## Brief A
In the passage on the annuity revocation clause, what does the text say will certainly change over time?
## Brief B
Return the part of the annuity revocation passage between "This might not" and "as a survivor.", inclusive, copied verbatim.

## Document segment
• • • • • • •
This might not make sense at first blush – why would a husband reserve the power to revoke his wife’s right to receiving his 50% of the annuity, in that case that she survives him? And why would there be a mirror version of the clause for the wife? To the casual observer, it might seem like this would only be appropriate in the case of the couple parting ways and obtaining a divorce in the future. Those situations, although rare, certainly do occur in real life. But the clause is about more than that. The reality is that we don’t know what changes the future will bring, not merely in terms of the relationship between the husband and wife, but also, in many other ways. Tax laws will certainly change over time, and there may be a need at some point in the future for a spouse to minimize the income of the other spouse as a survivor.
• • • • • • •
## Dataset entries
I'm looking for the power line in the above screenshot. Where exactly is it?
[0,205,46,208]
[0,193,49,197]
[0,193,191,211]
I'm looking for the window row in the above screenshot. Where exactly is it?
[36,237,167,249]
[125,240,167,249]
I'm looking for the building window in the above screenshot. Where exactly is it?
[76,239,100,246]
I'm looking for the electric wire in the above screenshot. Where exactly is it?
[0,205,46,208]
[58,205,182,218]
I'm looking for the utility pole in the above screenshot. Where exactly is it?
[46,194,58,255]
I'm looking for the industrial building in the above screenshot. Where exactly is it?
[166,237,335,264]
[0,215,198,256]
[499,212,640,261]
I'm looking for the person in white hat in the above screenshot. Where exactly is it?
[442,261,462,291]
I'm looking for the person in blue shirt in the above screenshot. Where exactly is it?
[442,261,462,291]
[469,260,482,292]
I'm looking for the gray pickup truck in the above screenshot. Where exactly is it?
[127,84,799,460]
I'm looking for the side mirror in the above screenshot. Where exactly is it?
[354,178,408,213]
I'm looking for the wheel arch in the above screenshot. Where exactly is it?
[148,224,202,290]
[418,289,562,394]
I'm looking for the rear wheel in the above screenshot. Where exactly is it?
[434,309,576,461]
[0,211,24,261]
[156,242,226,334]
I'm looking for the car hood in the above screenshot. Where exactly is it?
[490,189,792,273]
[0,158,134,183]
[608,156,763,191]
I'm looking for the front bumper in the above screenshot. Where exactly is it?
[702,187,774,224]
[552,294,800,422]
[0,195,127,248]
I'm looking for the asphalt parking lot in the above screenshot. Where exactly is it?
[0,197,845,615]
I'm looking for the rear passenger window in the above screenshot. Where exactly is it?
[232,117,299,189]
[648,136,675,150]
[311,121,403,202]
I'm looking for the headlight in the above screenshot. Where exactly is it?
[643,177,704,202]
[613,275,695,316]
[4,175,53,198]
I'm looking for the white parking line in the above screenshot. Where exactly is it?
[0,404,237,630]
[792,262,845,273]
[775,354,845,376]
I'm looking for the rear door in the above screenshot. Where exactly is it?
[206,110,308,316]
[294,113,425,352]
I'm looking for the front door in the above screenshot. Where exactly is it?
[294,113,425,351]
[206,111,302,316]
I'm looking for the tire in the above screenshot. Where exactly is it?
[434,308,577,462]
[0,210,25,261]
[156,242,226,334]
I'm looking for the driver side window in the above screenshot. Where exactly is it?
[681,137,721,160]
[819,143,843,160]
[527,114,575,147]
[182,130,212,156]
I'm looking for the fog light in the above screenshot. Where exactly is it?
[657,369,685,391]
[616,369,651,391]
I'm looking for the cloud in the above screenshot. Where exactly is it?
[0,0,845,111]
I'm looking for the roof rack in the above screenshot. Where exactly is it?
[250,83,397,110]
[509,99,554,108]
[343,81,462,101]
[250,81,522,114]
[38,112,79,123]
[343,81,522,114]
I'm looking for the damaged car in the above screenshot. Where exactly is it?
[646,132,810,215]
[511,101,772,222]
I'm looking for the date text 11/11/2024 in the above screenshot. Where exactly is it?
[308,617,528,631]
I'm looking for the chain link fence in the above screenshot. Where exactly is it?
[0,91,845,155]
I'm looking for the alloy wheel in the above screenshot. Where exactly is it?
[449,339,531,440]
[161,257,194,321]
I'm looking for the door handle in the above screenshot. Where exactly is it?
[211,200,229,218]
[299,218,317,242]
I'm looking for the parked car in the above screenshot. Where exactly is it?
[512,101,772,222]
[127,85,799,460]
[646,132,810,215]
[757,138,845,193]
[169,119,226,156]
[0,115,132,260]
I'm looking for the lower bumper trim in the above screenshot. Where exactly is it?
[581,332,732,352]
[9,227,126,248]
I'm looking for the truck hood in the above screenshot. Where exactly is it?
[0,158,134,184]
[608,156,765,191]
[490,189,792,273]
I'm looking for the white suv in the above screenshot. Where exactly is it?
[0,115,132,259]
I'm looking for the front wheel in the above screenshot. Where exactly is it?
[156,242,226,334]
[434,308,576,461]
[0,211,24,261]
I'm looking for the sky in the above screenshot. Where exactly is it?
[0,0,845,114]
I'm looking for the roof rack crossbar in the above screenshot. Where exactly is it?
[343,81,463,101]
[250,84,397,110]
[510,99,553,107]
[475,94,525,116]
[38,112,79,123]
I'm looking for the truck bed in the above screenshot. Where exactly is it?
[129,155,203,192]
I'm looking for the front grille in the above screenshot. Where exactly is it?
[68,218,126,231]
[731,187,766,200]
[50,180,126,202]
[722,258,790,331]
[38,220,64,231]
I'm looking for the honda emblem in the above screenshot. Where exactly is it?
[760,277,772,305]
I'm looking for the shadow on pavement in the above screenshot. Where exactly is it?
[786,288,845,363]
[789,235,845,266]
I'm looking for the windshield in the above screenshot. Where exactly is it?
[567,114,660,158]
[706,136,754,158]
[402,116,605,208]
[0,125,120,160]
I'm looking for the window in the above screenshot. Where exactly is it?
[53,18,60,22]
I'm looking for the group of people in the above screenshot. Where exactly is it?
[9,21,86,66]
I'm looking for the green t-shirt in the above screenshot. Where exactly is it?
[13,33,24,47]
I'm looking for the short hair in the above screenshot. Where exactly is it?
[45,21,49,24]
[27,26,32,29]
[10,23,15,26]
• • • • • • •
## Task response A
Tax laws.

## Task response B
This might not make sense at first blush – why would a husband reserve the power to revoke his wife’s right to receiving his 50% of the annuity, in that case that she survives him? And why would there be a mirror version of the clause for the wife? To the casual observer, it might seem like this would only be appropriate in the case of the couple parting ways and obtaining a divorce in the future. Those situations, although rare, certainly do occur in real life. But the clause is about more than that. The reality is that we don’t know what changes the future will bring, not merely in terms of the relationship between the husband and wife, but also, in many other ways. Tax laws will certainly change over time, and there may be a need at some point in the future for a spouse to minimize the income of the other spouse as a survivor.